▶ _TASK DESCRIPTION_: Select each line of the entries below that contains the string "accuracy", and copy those lines in their original order.

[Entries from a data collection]
— START —

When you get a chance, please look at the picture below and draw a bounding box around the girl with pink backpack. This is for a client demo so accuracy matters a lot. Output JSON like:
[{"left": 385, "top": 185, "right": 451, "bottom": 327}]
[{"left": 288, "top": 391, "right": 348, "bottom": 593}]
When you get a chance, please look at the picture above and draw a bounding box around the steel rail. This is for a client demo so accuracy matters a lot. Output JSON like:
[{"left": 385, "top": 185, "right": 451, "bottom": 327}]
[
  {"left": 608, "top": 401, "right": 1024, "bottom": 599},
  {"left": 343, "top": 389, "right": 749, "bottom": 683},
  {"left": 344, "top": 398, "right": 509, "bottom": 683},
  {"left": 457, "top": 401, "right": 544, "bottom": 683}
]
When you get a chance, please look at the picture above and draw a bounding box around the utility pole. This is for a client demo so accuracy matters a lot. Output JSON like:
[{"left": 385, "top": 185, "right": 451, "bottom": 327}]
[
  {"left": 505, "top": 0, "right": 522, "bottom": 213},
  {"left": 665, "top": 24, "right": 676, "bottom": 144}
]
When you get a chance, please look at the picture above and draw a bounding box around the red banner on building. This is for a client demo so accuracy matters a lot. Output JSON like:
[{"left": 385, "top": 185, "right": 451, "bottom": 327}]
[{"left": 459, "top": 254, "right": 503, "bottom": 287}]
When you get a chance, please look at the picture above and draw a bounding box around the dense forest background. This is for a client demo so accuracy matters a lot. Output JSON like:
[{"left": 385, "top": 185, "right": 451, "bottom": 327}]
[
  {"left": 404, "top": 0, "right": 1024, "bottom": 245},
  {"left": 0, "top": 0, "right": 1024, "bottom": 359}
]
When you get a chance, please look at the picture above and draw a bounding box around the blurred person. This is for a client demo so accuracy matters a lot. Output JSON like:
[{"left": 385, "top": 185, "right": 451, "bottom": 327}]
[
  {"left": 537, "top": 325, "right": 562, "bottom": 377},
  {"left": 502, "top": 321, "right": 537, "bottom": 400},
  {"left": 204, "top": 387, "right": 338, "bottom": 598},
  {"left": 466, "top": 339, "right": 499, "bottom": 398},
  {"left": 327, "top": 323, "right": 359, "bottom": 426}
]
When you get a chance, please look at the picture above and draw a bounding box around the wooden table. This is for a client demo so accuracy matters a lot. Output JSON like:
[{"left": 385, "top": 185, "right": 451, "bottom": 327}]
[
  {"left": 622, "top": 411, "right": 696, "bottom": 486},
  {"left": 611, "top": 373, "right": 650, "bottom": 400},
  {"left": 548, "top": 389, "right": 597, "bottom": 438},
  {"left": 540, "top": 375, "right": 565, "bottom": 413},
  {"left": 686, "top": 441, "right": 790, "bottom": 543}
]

— END —

▶ _THE SOLUTION_:
When you get a chance, please look at the picture below and draw a bounding box around the girl with pink backpack. This is for a client demo so accuracy matters a lot. Output JSON like:
When you get a chance, please look at the picture above and draw a bounding box around the steel rail. This is for a client demo so accuracy matters a lot. Output JSON like:
When you get a chance, please look at the picture above and draw a bounding box around the utility pole. This is for a client demo so accuracy matters a lot. Output JSON like:
When you get a chance, please look at the picture above and draw a bounding box around the red banner on building. This is for a client demo so accuracy matters a lot. Output JSON like:
When you get a chance, please look at the picture above and draw a bounding box around the dense forest background. This is for a client demo so accuracy matters a lot. Output JSON like:
When you get a chance, please look at the picture above and draw a bounding box around the blurred person. This is for a client demo so accuracy matters a lot. Output JSON like:
When you get a chance, please look at the picture above and draw a bounding box around the wooden table. This is for a client demo so accuracy matters a lot. Output JSON like:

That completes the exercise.